**TWOJE ZADANIA**
• A. Powtórz dosłownie fragment wątku z forum od słów „A argumentu to” aż do słów „w jakichś sytuacjach.” włącznie.
• B. Proszę podać dalszy ciąg wątku z forum, zaczynając po jego ostatnim zdaniu.

**TEKST STRONY**
Re: Wszystko się skomplikowało :(

Postprzez ewka » 29 cze 2012, o 09:06

kasiorek43 napisał(a):A to jest nie fair... bo jak już nie ma argumentu, to się czepia wieku a on nie ma tu nic do rzeczy ewciu

A argumentu to na co niby nie ma? I co w tym czepliwego?

kasiorek43 napisał(a):Drażnią mnie teksty tego typu, bo jakos automatycznie szufladkują, że młodszy, to nic nie wie i jego zdanie nie ma sensu i jest z góry ,,be" ... takie pomniejszanie drugiego człowieka, bo młodszy nie może mieć innego zdania albo racji w jakichś sytuacjach.

No widzę, że Cię drażnią. A może to Tobie się tak AUTOMATYCZNIE szufladkuje – nie pomyślałaś, że to może być również możliwe? Że „czepia”, że „be” i że „pomniejszenie”? W życiu tak nie pomyślałam! I jak najbardziej MOŻE młodszy mieć inne zdanie… a ja MOGĘ mieć też inne, prawda? No tak. Bo każdy może.

Jeśli się poczułaś „pomniejszona”, to ja Cię oczywiście mogę przeprosić… wiedz jednak, że nawet cienia takich intencji nie miałam.

Wyluzuj trochę, Kaśka :buziaki:
Avatar użytkownika
ewka
 
Posty: 10447
Dołączył(a): 4 maja 2007, o 18:16

Re: Wszystko się skomplikowało :(

Postprzez ewka » 29 cze 2012, o 09:08

sikorka napisał(a):
kasiorek43 napisał(a):A to jest nie fair... bo jak już nie ma argumentu, to się czepia wieku a on nie ma tu nic do rzeczy ewciu.

**UDOSTĘPNIONE DANE**
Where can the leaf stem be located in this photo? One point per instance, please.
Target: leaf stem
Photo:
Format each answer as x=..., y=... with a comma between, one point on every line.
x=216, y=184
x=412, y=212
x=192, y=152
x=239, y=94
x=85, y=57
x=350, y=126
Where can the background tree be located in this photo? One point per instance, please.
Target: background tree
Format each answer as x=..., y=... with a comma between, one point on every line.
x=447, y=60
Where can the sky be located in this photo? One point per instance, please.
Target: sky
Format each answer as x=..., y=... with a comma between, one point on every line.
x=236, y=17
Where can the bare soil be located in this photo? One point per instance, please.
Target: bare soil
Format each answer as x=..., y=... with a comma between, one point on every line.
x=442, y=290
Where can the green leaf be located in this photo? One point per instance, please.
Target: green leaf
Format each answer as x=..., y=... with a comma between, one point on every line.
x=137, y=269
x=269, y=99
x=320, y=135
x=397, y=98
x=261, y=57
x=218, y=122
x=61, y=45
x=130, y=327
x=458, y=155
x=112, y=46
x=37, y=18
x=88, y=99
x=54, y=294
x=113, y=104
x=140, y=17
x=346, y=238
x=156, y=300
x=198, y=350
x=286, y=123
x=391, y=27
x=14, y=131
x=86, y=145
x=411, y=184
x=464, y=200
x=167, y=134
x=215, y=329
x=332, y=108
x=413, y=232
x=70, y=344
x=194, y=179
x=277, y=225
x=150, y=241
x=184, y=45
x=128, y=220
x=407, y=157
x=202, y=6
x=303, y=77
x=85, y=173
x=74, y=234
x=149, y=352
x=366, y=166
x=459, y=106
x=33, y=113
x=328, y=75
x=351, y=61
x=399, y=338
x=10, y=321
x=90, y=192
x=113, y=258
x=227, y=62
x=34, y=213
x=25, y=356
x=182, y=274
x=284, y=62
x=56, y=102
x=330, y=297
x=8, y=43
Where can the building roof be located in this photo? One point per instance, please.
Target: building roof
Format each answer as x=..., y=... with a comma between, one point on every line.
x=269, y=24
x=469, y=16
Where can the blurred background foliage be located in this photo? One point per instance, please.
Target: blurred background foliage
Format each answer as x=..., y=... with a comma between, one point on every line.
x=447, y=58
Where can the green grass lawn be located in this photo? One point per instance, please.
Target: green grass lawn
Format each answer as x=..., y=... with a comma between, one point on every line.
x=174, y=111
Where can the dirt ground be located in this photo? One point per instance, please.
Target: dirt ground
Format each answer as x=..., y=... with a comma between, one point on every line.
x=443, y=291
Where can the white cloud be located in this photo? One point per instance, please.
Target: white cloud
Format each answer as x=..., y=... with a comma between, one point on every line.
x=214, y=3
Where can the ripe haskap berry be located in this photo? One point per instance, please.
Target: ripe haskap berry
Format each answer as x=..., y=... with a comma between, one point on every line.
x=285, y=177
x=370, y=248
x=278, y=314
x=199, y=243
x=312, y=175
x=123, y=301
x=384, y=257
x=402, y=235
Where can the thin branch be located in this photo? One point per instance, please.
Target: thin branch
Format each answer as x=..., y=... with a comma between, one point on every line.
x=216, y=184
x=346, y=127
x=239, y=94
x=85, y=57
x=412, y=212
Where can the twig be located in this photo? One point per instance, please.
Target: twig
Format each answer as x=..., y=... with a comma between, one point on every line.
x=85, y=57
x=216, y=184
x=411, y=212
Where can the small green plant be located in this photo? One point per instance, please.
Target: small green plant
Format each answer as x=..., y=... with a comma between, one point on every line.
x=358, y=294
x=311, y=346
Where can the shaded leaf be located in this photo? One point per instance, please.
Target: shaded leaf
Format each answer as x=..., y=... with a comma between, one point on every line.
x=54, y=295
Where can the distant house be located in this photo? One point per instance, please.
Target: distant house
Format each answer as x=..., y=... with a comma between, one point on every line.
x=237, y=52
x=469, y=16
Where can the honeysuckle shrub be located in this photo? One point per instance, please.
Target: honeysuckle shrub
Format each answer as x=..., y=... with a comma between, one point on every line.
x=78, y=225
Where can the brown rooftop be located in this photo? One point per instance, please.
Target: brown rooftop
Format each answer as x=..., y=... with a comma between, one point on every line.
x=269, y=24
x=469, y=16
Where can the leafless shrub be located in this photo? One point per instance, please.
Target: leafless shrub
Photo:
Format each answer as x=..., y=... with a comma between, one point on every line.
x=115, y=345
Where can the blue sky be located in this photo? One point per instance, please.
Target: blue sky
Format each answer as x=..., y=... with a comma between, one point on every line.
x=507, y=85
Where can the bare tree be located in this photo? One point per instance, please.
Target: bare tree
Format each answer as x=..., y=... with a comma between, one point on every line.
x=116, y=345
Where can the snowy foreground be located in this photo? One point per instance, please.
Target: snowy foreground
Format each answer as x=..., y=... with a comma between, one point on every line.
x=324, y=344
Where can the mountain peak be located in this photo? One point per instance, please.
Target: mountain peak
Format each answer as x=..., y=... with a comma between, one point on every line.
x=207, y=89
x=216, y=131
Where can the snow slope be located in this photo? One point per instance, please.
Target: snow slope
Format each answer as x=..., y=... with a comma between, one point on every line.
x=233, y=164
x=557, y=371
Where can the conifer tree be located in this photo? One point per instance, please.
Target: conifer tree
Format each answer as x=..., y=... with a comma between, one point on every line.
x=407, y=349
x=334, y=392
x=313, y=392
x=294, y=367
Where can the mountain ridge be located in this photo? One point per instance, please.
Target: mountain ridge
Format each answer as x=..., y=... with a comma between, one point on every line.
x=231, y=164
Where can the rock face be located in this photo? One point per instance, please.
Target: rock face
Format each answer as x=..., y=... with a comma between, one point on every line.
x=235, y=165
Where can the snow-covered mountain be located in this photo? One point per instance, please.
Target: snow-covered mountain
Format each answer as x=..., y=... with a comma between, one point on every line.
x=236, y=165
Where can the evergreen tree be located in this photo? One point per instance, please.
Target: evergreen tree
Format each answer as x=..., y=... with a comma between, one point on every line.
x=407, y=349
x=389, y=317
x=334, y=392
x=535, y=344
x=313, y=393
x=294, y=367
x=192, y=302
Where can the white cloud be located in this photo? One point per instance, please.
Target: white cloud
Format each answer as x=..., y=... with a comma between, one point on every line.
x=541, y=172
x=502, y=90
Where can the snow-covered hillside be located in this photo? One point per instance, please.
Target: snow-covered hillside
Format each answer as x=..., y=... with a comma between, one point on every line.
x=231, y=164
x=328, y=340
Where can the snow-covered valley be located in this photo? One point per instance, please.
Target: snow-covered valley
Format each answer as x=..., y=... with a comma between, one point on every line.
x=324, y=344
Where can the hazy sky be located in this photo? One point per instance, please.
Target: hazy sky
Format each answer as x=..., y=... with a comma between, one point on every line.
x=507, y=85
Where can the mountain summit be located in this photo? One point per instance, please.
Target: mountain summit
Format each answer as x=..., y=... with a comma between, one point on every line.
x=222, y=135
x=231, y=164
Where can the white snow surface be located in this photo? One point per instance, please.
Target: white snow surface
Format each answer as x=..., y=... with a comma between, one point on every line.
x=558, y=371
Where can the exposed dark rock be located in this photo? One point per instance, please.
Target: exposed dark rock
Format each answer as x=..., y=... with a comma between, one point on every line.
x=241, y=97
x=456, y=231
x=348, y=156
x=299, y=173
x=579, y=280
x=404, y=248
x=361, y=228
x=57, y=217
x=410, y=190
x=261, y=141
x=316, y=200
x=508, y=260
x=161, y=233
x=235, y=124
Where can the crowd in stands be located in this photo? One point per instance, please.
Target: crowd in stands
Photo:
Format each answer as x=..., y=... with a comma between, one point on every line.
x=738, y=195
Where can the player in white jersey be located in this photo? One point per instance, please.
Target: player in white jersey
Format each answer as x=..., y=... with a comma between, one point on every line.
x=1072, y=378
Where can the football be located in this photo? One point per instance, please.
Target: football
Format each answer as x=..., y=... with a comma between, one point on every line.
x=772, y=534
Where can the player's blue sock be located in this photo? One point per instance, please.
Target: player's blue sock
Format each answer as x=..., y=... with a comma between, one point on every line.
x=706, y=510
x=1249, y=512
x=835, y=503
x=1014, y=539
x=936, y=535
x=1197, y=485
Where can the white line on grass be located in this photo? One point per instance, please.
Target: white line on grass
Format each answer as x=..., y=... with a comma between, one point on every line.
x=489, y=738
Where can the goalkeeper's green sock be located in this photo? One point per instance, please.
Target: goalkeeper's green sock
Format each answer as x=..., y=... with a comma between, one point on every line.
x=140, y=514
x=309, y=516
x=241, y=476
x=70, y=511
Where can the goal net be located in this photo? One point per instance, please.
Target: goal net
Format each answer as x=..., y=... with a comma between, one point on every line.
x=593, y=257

**ODPOWIEDZI**
• A.
A argumentu to na co niby nie ma? I co w tym czepliwego?

kasiorek43 napisał(a):Drażnią mnie teksty tego typu, bo jakos automatycznie szufladkują, że młodszy, to nic nie wie i jego zdanie nie ma sensu i jest z góry ,,be" ... takie pomniejszanie drugiego człowieka, bo młodszy nie może mieć innego zdania albo racji w jakichś sytuacjach.

• B.
kasiorku, zawsze to mozna odczytac jako komplement - my mlodziez - piekna i wciaz mloda, a ewka? :wink: wnioskuje, ze juz nie-mlodziez :wink: wiec jej zostaje tylko 'i' :kwiatek:

No właśnie:) Więc póki co - trzymam się tego "i"... i nie puszczam :)
Avatar użytkownika
ewka
 
Posty: 10447
Dołączył(a): 4 maja 2007, o 18:16

Re: Wszystko się skomplikowało :(

Postprzez ewka » 29 cze 2012, o 09:11

Kontrowersyjny, drażliwy temat wzbudza silne emocje i "zatracanie" się w pouczeniach, osądach, ocenach. No tak to już u nas jest.

Chciałam zapytać Nieszczęśliwa, jak się masz... ale się nie zdziwię, jeśli nie zechce Ci się już tutaj cokolwiek napisać. Powodzenia i dobrych rozwiązań życzę.
Avatar użytkownika
ewka
 
Posty: 10447
Dołączył(a): 4 maja 2007, o 18:16

Re: Wszystko się skomplikowało :(

Postprzez ewka » 29 cze 2012, o 09:13

mahika napisał(a):
ludolfina napisał(a):
mahika napisał(a):ja tak nie uważam, ale skoro ty uwazasz ze to co robi nieszczęśliwa jest w porządku, a meżowi nie należy się szacunek
to też nie moja sprawa.

Popraw mi błąd z łaski swojej (kąt), bo się machnełam.


aha, a ty stan na rekach
prosze nie wydawac mi polecen
to co uwazasz na temat moich opinii jest twoja sprawa
mozesz myslec co chcesz

Tak myślałam że jedynie na twoją złośliwość mogłam liczyć.
poproszę admina.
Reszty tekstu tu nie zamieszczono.